_To do:_
#1 From the article on the 75th Tony Awards, write out the passage starting with "The ascension of" and going on through "billion. Flops abound.".
#2 According to the Tony Awards article, what did Broadway gross in the abbreviated season?
#3 Carry on the article about the 75th Tony Awards from its last paragraph.

Maybe Usher can finally quit his day job.
A Strange Loop — Michael R. Jackson’s deconstructionist portrait of a musical theater artist as a young, Black, insecure gay man — was named best musical at the 75th Tony Awards tonight. A former Lion King usher, Jackson spent nearly two decades working on his sacred-cow-slaughtering show about a “Disney ushering, broke-ass middle-class politically homeless normie leftist Black American” aspiring composer-lyricist.
The innovative musical was developed by an independent producer, Barbara Whitman, and the nonprofit companies Playwrights Horizons, Page 73 Productions and Woolly Mammoth Theatre Co. At Radio City Music Hall, Whitman said she dreams her grandson “will grow up in a world where stories like A Strange Loop are told on stages everywhere, all of the time.”
Another underdog winner provided the evening’s biggest shock: Deirdre O’Connell, a celebrated actor whose long and extraordinary career has been spent primarily Off-Broadway and in regional theaters, won for lead actress in a play, Dana H. She doesn’t utter a word in the drama — which closed after a brief run and may not have been seen by most Tony voters — but her lip-synching wowed critics and audiences alike.
The ascension of Strange Loop is a hopeful sign about the future of Broadway, even with the theater district mired in a depression. Grosses in the abbreviated season, which started in earnest in the fall and ended on May 22, were $845 million, less than half of 2018-19’s record $1.83 billion. Flops abound.
Upon accepting the Tony for best book of a musical, Jackson, now 41, said he started writing his show when he was 23 and living in Jamaica, Queens. “I felt unseen, I felt unheard, I felt misunderstood. And I just wanted to create a little life raft for myself as a Black gay man to try to get though the day.”

_Data supplied:_
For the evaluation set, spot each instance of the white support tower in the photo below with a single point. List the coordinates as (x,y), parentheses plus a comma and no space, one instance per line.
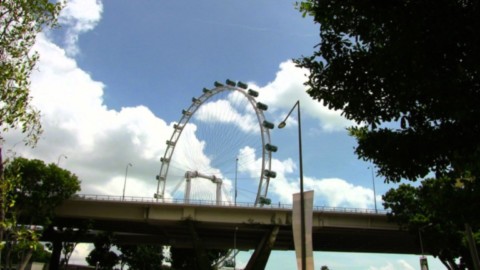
(194,174)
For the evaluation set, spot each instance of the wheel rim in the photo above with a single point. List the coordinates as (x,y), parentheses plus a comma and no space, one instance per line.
(188,152)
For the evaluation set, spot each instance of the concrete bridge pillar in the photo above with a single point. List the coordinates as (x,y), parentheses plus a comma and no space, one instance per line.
(260,256)
(55,257)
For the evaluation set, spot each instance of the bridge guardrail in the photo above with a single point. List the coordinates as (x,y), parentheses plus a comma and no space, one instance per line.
(225,203)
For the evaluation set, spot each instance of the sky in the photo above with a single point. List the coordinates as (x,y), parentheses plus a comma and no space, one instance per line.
(114,78)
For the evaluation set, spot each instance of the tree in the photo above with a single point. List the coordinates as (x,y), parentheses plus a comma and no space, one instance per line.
(183,258)
(20,22)
(407,73)
(413,63)
(34,192)
(101,256)
(141,257)
(438,219)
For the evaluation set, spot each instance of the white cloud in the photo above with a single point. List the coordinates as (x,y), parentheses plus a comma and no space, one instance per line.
(399,265)
(99,141)
(79,16)
(288,87)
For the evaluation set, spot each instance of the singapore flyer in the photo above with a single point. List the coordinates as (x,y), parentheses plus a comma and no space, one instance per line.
(220,149)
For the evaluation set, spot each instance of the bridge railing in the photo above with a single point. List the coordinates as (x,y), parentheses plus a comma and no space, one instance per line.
(223,203)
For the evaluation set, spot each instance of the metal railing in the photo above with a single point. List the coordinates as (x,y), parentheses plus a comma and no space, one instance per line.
(223,203)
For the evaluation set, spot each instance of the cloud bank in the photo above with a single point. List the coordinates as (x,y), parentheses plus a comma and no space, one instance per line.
(99,142)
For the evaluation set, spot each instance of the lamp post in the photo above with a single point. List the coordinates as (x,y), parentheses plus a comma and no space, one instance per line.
(374,192)
(236,170)
(235,248)
(423,260)
(302,201)
(125,182)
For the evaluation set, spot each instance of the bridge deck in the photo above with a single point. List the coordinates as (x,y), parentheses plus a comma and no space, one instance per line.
(164,223)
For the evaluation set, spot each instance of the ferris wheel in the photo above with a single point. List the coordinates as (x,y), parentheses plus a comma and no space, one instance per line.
(220,149)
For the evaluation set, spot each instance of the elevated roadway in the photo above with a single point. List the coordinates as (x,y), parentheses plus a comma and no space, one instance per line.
(214,226)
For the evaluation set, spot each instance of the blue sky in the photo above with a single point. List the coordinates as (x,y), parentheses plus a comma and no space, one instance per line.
(114,79)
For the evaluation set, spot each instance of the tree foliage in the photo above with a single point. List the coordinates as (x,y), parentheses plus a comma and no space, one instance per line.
(407,73)
(413,64)
(20,22)
(437,211)
(40,188)
(183,258)
(102,257)
(34,190)
(142,257)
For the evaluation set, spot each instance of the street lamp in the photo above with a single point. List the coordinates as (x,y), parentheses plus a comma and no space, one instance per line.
(59,157)
(302,201)
(125,182)
(374,192)
(235,248)
(423,259)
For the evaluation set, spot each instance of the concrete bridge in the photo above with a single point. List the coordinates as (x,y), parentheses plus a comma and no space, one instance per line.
(203,225)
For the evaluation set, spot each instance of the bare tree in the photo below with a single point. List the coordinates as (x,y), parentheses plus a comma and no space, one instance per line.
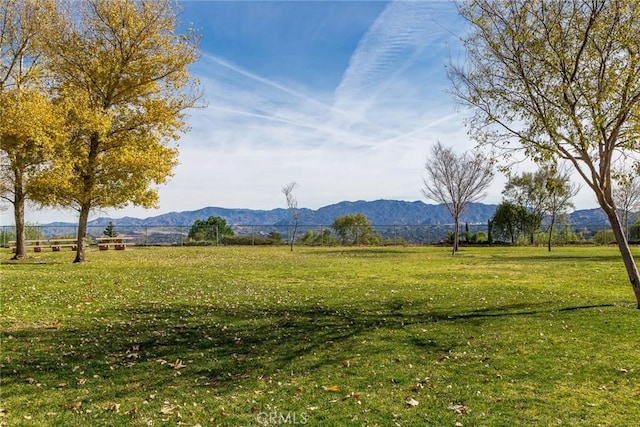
(455,181)
(292,205)
(626,195)
(561,80)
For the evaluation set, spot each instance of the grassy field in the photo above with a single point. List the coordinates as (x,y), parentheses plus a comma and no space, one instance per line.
(241,336)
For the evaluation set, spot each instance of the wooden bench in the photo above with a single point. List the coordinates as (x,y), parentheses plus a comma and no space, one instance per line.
(119,243)
(54,243)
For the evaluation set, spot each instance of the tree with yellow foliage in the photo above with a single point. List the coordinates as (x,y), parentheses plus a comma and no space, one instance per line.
(31,128)
(122,69)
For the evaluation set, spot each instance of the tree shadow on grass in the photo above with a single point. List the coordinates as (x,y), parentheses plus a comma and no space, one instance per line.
(220,346)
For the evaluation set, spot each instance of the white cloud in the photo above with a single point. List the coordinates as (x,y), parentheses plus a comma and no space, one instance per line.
(366,139)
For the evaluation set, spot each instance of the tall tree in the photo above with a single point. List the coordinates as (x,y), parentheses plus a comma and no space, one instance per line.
(30,128)
(292,205)
(560,190)
(210,229)
(545,193)
(626,194)
(124,68)
(456,181)
(509,220)
(560,78)
(355,229)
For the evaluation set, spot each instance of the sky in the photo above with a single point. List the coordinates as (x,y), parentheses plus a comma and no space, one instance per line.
(345,98)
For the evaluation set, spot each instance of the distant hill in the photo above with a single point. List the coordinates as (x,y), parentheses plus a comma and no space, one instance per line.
(379,212)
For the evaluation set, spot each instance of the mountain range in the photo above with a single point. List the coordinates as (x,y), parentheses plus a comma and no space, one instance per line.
(379,212)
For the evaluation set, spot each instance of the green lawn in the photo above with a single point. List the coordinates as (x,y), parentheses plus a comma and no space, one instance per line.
(247,336)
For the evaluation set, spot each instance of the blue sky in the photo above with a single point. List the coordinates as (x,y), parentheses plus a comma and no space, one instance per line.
(343,97)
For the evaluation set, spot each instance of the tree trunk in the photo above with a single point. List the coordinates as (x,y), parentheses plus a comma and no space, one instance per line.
(456,235)
(293,236)
(625,251)
(82,233)
(18,215)
(553,220)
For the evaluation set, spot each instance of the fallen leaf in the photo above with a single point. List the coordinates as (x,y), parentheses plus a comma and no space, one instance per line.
(74,406)
(114,407)
(167,410)
(411,402)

_Your responses:_
#1
The ascension of Strange Loop is a hopeful sign about the future of Broadway, even with the theater district mired in a depression. Grosses in the abbreviated season, which started in earnest in the fall and ended on May 22, were $845 million, less than half of 2018-19’s record $1.83 billion. Flops abound.

#2 $845 million

#3
His Pulitzer-Prize-winning work won the most important award but it wasn’t a sweep. Another experimental musical, a gender-bending revival of Stephen Sondheim and George Furth’s 1970 dark comedy about marriage and relationships, Company, won for musical revival and for Marianne Elliott’s direction, featured actress Patti LuPone, featured actor Matt Doyle and Bunny Christie’s scenic design. In addition there was a Sondheim remembrance with Bernadette Peters singing “Children Will Listen” from Into the Woods, which is being revived this summer.
Six, about the wives of Henry VIII, won for Lucy Moss and Toby Marlow’s irresistible pop score and Gabriella Slade’s costumes. The show is a lean, global money machine. People familiar with the Broadway production said it long ago recouped its $5 million capitalization. Scheduled to open on March 12, 2020 — the day Broadway went dark — it averaged weekly operating profit of $390,000 in its first 10 weeks after returning this fall, according to papers filed with the office New York Attorney General Letitia James.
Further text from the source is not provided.